▶ TEXTE
========

« L’innovation et la créativité n’ont pas de limites »
Les nouvelles technologies et le digital révolutionnent le monde du BTP et ouvrent de nouvelles perspectives. Benoît Lecrioux, Responsable BIM au sein de la Direction Scientifique & Technique et Paul Sancey, Directeur Innovation chez NGE, nous en disent plus.
Le monde de la construction, à l’instar des autres secteurs d’activité, vit aussi sa révolution numérique. Qu’en est-il ? Qu’avez-vous pu observer à ce niveau ? Quelles sont les tendances qui se démarquent ?
Cette révolution a commencé il y a une quinzaine d’années avec le recours aux solutions logicielles pour archiver les documents, faire les plannings et piloter les projets. Au cours des dernières années, nous avons vécu une véritable accélération du déploiement de ces outils digitaux qui sont aujourd’hui largement utilisés sur le terrain. D’ailleurs, les acteurs du secteur utilisent de plus en plus d’applications et de logiciels différents. Mais parce que le digital est devenu une partie intégrante de notre quotidien, leur adoption dans le cadre professionnel se fait très naturellement. Cela se traduit également par une exigence plus forte des utilisateurs. Au-delà de la dimension ergonomique, ils s’attendent à plus de simplicité, de performance et d’intelligibilité. Dans le monde du bâtiment plus particulièrement, une des principales illustrations de cette évolution est le Building Information Modeling (BIM). Si son utilisation a tendance à se généraliser sur les chantiers, son adoption par les professionnels du métier reste hétérogène. Nous constatons que dans le bâtiment, la démarche BIM apporte toute sa plus-value quand tous les acteurs sont impliqués. En parallèle, sur les chantiers de travaux publics, grâce d’une part au retour d’expérience du BIM dans le bâtiment et d’autre part au plus faible nombre d’intervenants, le déploiement du digital nous semble plus rapide.

========

▶ EXERCICES PROPOSÉS
A) Résumez en deux phrases le texte sur la révolution numérique dans le BTP.
B) Rédigez la suite du texte sur la révolution numérique dans le BTP, à partir de sa dernière phrase.
Les enregistrements qui suivent n'ont aucun rapport avec le texte.

▶ DONNÉES BRUTES
========

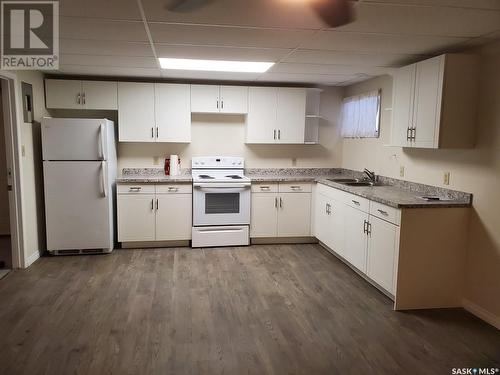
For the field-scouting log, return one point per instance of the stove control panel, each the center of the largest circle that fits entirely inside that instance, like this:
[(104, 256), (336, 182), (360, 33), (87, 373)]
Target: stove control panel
[(216, 162)]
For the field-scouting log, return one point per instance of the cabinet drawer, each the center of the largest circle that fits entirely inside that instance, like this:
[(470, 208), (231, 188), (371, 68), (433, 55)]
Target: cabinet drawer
[(355, 201), (135, 188), (294, 187), (174, 189), (263, 187), (390, 214)]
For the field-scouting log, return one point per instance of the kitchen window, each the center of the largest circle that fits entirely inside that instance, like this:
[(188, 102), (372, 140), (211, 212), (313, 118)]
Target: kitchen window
[(360, 116)]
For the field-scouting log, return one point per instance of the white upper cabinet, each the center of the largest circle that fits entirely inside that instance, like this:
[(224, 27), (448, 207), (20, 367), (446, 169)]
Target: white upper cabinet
[(172, 113), (205, 99), (136, 112), (262, 111), (291, 115), (219, 99), (435, 103), (74, 94)]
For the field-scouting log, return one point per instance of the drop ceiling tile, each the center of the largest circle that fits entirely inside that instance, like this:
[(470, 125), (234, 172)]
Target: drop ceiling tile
[(109, 71), (227, 36), (262, 13), (220, 53), (325, 79), (100, 29), (379, 43), (105, 47), (115, 9), (350, 58), (115, 61), (422, 20), (217, 76)]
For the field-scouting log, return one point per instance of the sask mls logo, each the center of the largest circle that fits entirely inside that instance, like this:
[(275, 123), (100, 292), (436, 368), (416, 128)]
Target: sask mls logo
[(30, 35)]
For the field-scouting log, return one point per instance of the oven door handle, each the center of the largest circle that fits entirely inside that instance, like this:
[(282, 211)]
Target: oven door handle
[(221, 185)]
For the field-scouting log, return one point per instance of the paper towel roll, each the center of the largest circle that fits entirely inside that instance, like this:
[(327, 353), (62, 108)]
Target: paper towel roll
[(174, 165)]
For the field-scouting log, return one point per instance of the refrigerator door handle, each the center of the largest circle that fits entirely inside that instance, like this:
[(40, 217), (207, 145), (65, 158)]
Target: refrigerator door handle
[(102, 145), (104, 178)]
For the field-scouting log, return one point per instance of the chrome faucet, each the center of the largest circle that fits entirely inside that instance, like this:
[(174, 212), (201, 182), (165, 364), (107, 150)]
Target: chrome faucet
[(370, 175)]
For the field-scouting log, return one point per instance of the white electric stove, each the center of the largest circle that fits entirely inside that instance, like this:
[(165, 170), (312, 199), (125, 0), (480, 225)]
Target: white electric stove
[(221, 202)]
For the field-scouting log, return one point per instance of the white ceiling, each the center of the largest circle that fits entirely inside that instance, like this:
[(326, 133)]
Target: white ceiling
[(124, 37)]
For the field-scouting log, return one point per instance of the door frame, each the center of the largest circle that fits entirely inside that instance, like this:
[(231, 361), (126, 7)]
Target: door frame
[(11, 101)]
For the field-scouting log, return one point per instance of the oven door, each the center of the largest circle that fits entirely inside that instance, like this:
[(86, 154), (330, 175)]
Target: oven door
[(221, 204)]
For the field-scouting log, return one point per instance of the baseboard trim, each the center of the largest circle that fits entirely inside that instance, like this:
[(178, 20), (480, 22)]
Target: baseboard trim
[(481, 313), (31, 259)]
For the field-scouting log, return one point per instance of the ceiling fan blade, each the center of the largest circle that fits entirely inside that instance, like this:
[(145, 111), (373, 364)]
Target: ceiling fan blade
[(334, 13), (186, 6)]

========

▶ CORRIGÉS
A) Amorcée il y a une quinzaine d'années avec des logiciels servant à archiver les documents, à faire les plannings et à piloter les projets, la révolution numérique du BTP s'est nettement accélérée ces dernières années, et les utilisateurs, pour qui le digital fait partie du quotidien, attendent davantage de simplicité, de performance et d'intelligibilité. Dans le bâtiment, le BIM se généralise sur les chantiers malgré une adoption hétérogène et apporte toute sa plus-value lorsque tous les acteurs sont impliqués, tandis que dans les travaux publics le déploiement du digital semble plus rapide.

B)
Aujourd’hui, comment intégrez-vous et appréhendez-vous l’innovation digitale dans vos métiers ? Quels sont les principaux enjeux auxquels vous êtes confrontés dans ce cadre ?
Dans un monde en perpétuelle mutation où les choses évoluent à très grande vitesse, l’utilisation des nouveaux outils technologiques devient indispensable pour monter en compétitivité. Le vrai challenge concerne l’adoption de ces outils au sein de l’entreprise.
En effet, alors que le nombre de solutions et d’innovations proposées a considérablement augmenté, l’enjeu est d’accompagner nos collaborateurs dans leur appréhension et maîtrise.
Aujourd’hui, près de 10 % de nos collaborateurs sont des promoteurs du digital, 80 % sont des suiveurs et le reste sont réticents à cette transformation. Nous considérons que quand on dépasse le seuil de 10 % de promoteurs d’une solution digitale, les autres finiront par suivre le mouvement et on pourra in fine embarquer tous les acteurs de l’entreprise dans le projet de digitalisation. Dans cette population de promoteurs, il faut aussi noter que les femmes sont surreprésentées. Nous nous appuyons ainsi beaucoup sur cette population qui accepte plus facilement le changement et perçoit plus rapidement l’intérêt du recours à ces solutions digitales. En parallèle, pour réussir sa transition digitale, il faut se doter d’une double compétence à la fois en termes de développement et en termes de construction. Cela permet de filtrer les innovations les plus pertinentes et appréhender la difficulté que cela pourrait entraîner sur les chantiers. Il faut aussi que ces dispositifs soient ergonomiques et qu’ils puissent apporter une réelle valeur ajoutée sur le terrain. Quand nous identifions un outil pertinent, nous recentrons nos ressources et nos efforts sur cette solution. C’est un processus long qui demande du temps et un investissement financier. En effet, il faut parfois savoir challenger nos processus en interne pour que le produit soit efficace.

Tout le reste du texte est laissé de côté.